_Tareas del ejercicio_
a) Indique si cada afirmación concuerda con el texto sobre el exilio en la tragedia griega. Responda sí o no y cite las palabras exactas del texto que lo deciden.
(i) Eteocles es el primero de los hermanos en ocupar el trono de Tebas.
(ii) Edipo llega a Colono sabiendo dónde se encuentra.
(iii) Teseo afirma haber sido educado en el destierro.
b) Prosiga el texto sobre el exilio en la tragedia griega a partir de su última oración, en uno o dos párrafos.

_Texto de lectura_

No será el único lugar de la escena ateniense donde se ventile el grave asunto del exilio y el asilo. También en otras obras de Esquilo, el más antiguo de los trágicos. El Prometeo encadenado cuenta la historia del titán confinado a las lejanas montañas del Cáucaso, donde sufrirá un espantoso castigo por haber robado el fuego a Zeus para darlo a los hombres. En Los siete contra Tebas se cuenta lo que pasó con los dos hijos (y hermanos) de Edipo, Eteocles y Polinices. Habiéndose desterrado Edipo por su propia maldición, ambos deciden alternarse cada año en el trono de la ciudad. El primero en ocuparlo es Eteocles, pero éste, una vez en el poder, decide desterrar a su hermano. Entonces Polinices busca apoyos e invade la ciudad, lo que ocasiona una guerra fratricida. Finalmente, Eteocles y Polinices se enfrentan y dan muerte el uno al otro. “¡Ay, ay, infelices, se han herido en el pecho dos que han nacido del mismo vientre!”, se lamenta el coro de las mujeres tebanas.
A su vez, el exilio y muerte del padre de estos dos desgraciados fue contado por Sófocles en su Edipo en Colono. Edipo, al saber el doble crimen que ha cometido, haber matado a su padre y haberse casado con su madre, se saca los ojos y huye de Tebas, iniciando un doloroso destierro. Ciego y apátrida, llega sin saberlo a la aldea de Colono, muy cerca de Atenas. Allí se encuentra con Teseo, rey mítico de los atenienses, quien lo reconoce. “Yo mismo, como tú, fui educado en el destierro, de modo que a nadie que sea extranjero, como tú ahora, dejaría de ayudar a salvarse”, le dice. Entonces concede a Edipo el carácter de “suplicante” y lo acoge en su tierra. Edipo, por su parte, sabe que su muerte está cerca. Agradecido, promete a Teseo que, mientras su tumba esté en Atenas, los dioses depararán fortuna a la ciudad.

_Entradas proporcionadas_
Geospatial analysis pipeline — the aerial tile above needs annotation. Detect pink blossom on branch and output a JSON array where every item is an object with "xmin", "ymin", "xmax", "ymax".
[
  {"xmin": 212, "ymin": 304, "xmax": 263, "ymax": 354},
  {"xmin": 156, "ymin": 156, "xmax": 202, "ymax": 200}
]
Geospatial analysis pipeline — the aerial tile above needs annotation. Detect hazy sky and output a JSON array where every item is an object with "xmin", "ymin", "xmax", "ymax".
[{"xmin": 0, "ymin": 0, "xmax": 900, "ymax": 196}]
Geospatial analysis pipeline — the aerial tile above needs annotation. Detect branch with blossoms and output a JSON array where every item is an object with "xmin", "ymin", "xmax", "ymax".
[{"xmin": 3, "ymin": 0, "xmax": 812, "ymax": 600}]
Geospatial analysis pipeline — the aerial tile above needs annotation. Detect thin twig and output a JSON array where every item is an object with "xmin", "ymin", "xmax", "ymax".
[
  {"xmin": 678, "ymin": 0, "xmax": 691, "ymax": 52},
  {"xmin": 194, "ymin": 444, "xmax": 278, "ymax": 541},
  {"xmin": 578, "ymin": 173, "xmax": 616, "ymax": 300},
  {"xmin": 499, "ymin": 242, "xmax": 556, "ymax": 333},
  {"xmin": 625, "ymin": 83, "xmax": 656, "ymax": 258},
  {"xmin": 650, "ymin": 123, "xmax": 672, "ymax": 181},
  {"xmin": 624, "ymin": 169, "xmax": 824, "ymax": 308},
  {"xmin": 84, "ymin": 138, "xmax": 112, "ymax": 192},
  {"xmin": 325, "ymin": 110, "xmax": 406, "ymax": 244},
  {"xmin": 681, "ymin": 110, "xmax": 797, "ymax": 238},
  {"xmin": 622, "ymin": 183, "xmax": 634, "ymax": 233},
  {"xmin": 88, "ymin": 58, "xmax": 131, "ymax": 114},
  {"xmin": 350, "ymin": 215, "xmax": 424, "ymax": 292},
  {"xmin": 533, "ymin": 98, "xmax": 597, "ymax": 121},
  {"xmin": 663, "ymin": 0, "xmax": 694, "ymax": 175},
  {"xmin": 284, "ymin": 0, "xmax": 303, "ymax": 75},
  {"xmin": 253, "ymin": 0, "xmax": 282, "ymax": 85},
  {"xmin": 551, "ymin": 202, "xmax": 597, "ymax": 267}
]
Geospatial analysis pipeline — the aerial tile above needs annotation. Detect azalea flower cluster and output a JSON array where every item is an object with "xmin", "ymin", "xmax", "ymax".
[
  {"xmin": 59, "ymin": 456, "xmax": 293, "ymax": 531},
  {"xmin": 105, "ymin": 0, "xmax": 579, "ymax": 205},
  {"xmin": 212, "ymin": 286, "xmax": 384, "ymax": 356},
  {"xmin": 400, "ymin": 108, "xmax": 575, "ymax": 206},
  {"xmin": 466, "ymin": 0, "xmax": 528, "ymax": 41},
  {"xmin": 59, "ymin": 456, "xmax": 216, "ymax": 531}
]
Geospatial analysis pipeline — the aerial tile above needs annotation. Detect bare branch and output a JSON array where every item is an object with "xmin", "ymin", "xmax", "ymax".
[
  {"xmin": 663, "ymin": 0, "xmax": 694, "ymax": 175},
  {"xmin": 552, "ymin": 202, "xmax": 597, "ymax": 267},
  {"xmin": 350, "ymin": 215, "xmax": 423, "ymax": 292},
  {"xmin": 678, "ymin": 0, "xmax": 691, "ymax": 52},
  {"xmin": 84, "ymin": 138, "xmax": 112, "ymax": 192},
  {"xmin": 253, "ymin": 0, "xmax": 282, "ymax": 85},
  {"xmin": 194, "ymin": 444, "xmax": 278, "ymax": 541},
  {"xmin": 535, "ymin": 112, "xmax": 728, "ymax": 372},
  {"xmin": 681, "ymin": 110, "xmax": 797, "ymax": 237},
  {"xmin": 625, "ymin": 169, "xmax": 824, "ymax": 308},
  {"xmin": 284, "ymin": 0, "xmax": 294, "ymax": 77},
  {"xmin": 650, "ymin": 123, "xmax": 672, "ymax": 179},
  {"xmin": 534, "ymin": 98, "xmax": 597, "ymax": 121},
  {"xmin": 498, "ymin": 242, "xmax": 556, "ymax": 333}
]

_Respuestas por tarea_
a)
(i) Sí: "El primero en ocuparlo es Eteocles".
(ii) No: "llega sin saberlo a la aldea de Colono".
(iii) Sí: "Yo mismo, como tú, fui educado en el destierro".

b)
Que Atenas se preciaba de ser una ciudad acogedora con los refugiados lo había dicho ya Pericles en su célebre discurso, pronunciado, según los estudiosos, poco antes que se estrenara el Edipo en Colono. Allí, dice Tucídides, Pericles declara su orgullo de pertenecer a una “ciudad abierta”, “la única en socorrer a todos sin reparos”. Tampoco fue la literatura griega la única en recoger el drama del exilio en la antigüedad. En la Biblia, el Salmo 137, Ad flumina Babylonis, cuenta las cuitas del pueblo de Israel desterrado en Babilonia: “Junto a los ríos de Babilonia nos sentábamos y llorábamos al acordarnos de Sión (…) Allí, los que nos deportaron nos pedían cánticos (...) ¿Cómo cantaremos cantos del Señor en tierra ajena?”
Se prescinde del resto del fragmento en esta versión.